• ENTRIES PROVIDED:
^^^^^^^^^^^^^^^^
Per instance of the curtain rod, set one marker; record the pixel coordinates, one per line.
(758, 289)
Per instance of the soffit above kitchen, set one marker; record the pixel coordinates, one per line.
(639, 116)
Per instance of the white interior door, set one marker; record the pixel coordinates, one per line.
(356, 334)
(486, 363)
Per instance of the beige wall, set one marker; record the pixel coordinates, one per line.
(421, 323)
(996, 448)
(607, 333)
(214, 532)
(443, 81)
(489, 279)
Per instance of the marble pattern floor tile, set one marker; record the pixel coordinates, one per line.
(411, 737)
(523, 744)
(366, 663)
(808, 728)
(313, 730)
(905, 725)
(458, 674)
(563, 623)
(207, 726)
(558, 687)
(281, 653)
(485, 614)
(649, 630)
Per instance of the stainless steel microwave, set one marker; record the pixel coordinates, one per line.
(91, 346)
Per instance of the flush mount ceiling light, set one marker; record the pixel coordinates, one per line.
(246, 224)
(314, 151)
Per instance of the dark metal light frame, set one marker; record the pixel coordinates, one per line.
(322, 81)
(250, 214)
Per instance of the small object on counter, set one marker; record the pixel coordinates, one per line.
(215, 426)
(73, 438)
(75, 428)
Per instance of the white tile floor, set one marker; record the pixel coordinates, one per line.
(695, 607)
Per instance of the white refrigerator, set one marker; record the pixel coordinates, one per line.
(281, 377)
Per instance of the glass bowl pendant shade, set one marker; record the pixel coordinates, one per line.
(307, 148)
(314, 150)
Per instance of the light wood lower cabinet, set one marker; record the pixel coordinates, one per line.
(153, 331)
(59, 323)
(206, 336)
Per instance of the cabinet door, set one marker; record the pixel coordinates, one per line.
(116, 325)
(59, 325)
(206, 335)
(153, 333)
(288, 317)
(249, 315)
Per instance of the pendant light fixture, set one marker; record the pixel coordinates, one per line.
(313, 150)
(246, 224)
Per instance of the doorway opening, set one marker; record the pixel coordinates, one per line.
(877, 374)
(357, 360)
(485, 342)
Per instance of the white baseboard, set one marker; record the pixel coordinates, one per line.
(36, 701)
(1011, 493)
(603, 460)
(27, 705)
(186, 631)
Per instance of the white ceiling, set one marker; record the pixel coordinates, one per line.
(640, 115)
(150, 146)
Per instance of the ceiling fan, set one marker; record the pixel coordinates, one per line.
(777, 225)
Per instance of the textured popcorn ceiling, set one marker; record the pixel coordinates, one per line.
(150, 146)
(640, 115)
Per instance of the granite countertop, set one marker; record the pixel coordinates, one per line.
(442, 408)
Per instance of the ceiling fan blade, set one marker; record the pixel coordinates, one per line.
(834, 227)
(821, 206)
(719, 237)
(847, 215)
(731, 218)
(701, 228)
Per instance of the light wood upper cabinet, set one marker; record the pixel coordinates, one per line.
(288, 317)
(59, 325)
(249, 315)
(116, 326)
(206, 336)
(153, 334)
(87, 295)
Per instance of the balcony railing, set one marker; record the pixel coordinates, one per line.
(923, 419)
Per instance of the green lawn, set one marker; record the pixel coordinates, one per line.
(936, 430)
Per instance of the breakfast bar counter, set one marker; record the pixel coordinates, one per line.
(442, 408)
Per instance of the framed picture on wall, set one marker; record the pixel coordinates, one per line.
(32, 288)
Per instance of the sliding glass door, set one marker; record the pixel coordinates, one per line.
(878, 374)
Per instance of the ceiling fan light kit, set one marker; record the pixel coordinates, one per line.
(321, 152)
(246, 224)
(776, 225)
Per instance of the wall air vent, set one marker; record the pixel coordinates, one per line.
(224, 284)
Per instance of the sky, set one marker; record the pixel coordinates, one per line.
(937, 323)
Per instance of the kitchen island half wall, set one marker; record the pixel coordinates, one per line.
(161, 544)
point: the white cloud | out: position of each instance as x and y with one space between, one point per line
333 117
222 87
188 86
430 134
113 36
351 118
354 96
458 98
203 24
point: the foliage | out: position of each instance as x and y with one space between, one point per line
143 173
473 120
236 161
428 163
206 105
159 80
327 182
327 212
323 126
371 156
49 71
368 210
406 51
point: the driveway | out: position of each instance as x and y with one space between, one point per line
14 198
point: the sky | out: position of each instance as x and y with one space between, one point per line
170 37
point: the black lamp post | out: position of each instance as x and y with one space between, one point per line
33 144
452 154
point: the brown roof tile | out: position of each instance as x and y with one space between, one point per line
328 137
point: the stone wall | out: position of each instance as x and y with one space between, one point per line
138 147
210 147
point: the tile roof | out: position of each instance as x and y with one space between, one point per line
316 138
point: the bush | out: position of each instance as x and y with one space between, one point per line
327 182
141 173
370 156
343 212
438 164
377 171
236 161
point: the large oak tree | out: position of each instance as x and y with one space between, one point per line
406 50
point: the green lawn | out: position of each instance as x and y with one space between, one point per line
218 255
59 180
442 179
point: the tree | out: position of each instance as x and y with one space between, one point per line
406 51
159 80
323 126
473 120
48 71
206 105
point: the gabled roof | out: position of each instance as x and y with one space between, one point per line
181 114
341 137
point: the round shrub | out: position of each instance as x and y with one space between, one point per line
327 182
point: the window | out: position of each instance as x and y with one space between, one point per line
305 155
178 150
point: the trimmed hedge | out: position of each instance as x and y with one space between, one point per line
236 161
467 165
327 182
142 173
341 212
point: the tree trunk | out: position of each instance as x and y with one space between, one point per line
^^^^^^^^^^^^^^^^
• PROMPT: What is needed here is the full listing, restated word for word.

• ANSWER SPACE:
Per instance of the curtain rod, set one marker; record the pixel coordinates, one per line.
(758, 289)
Per instance of the soffit above kitchen, set one marker; record the pixel coordinates, one per line.
(639, 116)
Per instance of the white interior door, set one marker; record the pixel coordinates, one per line.
(356, 334)
(486, 363)
Per instance of the beige wall, set one marker; record the pixel coordinates, one per line.
(421, 323)
(996, 448)
(607, 333)
(214, 532)
(443, 81)
(489, 279)
Per instance of the marble pattern floor tile, set one marker; record the pixel coordinates, one per line.
(411, 737)
(523, 744)
(366, 663)
(808, 728)
(313, 730)
(905, 725)
(458, 674)
(563, 623)
(207, 726)
(558, 687)
(281, 653)
(485, 614)
(649, 630)
Per instance of the stainless steel microwave, set one marker; record the pixel coordinates, one per line.
(91, 346)
Per instance of the flush mount ceiling light, set one marker; record the pixel coordinates, one per line.
(246, 224)
(314, 151)
Per instance of the dark metal light frame, set one marker; record the pixel coordinates, one per line.
(322, 81)
(250, 214)
Per instance of the small object on counter, set one marker; record the pixel coordinates, one per line.
(215, 426)
(73, 438)
(75, 428)
Per instance of the white tile floor, set one marker; record the pixel coordinates, one per line.
(695, 607)
Per instance of the white refrigerator, set one marker; record the pixel coordinates, one per line.
(281, 377)
Per instance of the glass bowl pendant shade, set one marker; record the pixel coordinates, one per line.
(307, 148)
(314, 150)
Per instance of the light wood lower cabinet, set one marker; record the pixel coordinates, one per line.
(153, 331)
(59, 323)
(206, 336)
Per instance of the cabinet door, set one marker; record the pixel coordinates, one per line.
(116, 325)
(59, 325)
(206, 335)
(153, 333)
(288, 317)
(249, 315)
Per instance of the pendant light fixture, set one marker; record the pixel coordinates, one per line.
(313, 150)
(246, 224)
Per instance of the doorway opening, set one marker; record the pixel coordinates, one per line.
(877, 374)
(357, 360)
(485, 342)
Per instance of the white baseboard, set one marker; record the pixel coordinates, one per line.
(36, 701)
(1011, 493)
(603, 460)
(27, 705)
(186, 631)
Per instance of the white ceiling, set one marker; record the pixel coordinates, one per line.
(640, 115)
(150, 146)
Per instance of the ceiling fan, set one marker; record the pixel coordinates, one per line.
(777, 225)
Per instance of the textured popcorn ceiling, set one marker; record the pixel coordinates, one per line.
(150, 146)
(640, 115)
Per instance of the granite countertop, set one marker; record the pixel coordinates, one per line.
(442, 408)
Per instance of the ceiling fan blade, set one marker; record the pixel coordinates, one per line.
(834, 227)
(821, 206)
(719, 237)
(847, 215)
(731, 218)
(701, 228)
Per instance of the light wood upper cabinet, set one marker; record the pixel coordinates, one per line.
(288, 317)
(59, 325)
(249, 315)
(116, 326)
(206, 336)
(153, 334)
(87, 295)
Per instance of the balcony railing, set one marker; record the pixel coordinates, one per line.
(923, 419)
Per instance of the green lawn, set one marker; record the pixel coordinates, one per line.
(936, 430)
Per instance of the breakfast bar counter, set one marker; record the pixel coordinates, one per line.
(442, 408)
Per instance of the framed picture on wall, set one marker; record the pixel coordinates, one per line.
(32, 288)
Per instance of the sliding glass door, set one marker; record the pixel coordinates, one per line.
(878, 374)
Per instance of the ceiling fan light kit, set one marker; record the pixel coordinates, one per line.
(321, 152)
(246, 224)
(776, 225)
Per instance of the wall air vent, set one marker; record the pixel coordinates, one per line.
(224, 284)
Per instance of the sky, set one marker; record the pixel coordinates, one per line.
(937, 323)
Per instance of the kitchen island half wall, set one marker; record the pixel coordinates, one per line.
(161, 544)
point: the white cloud | out: position of each instance as x and y with one space between, one point per line
333 117
222 87
188 86
430 134
113 36
351 118
354 96
458 98
203 24
point: the foliage | out: position of each instance as x and y with one space between, one point per line
143 173
473 120
236 161
428 163
206 105
159 80
327 182
327 212
323 126
371 156
49 71
368 210
406 51
point: the driveway | out: position of each instance as x and y with one space between, one point per line
14 198
point: the sky | out: position of each instance as x and y with one space between, one point per line
170 37
point: the black lamp post | out: position of each instance as x and y with one space between, one point per line
33 144
452 154
point: the brown roof tile | out: position of each instance as x and y with one space between, one point per line
328 137
point: the stone wall | out: position of each instance as x and y with one space between, one point per line
138 147
210 147
point: the tile roof | out: position of each instance as x and y with one space between, one point per line
316 138
point: the bush | out: position of each instance as x and y with one space between, one point per line
327 182
141 173
370 156
343 212
438 164
377 171
236 161
point: the large oak tree | out: position of each instance as x and y with one space between, one point per line
406 50
point: the green lawn | out: position of each instance as x and y with one space between, one point per line
218 255
59 180
442 179
point: the tree | out: position of each instance as x and y with one space between, one point per line
406 51
159 80
323 126
473 120
48 71
206 105
point: the gabled roof | out: position of each instance as x and y with one space between, one point per line
181 114
341 137
point: the round shrub | out: position of each instance as x and y with one space between, one point per line
327 182
point: the window | out: position of each instance as x and y with one space between, one point per line
305 155
178 150
point: the trimmed hedge | out: position of each instance as x and y with one space between, one point per line
236 161
467 165
327 182
142 173
341 212
point: the tree trunk | out: position of each instance as x and y with one space between, one point per line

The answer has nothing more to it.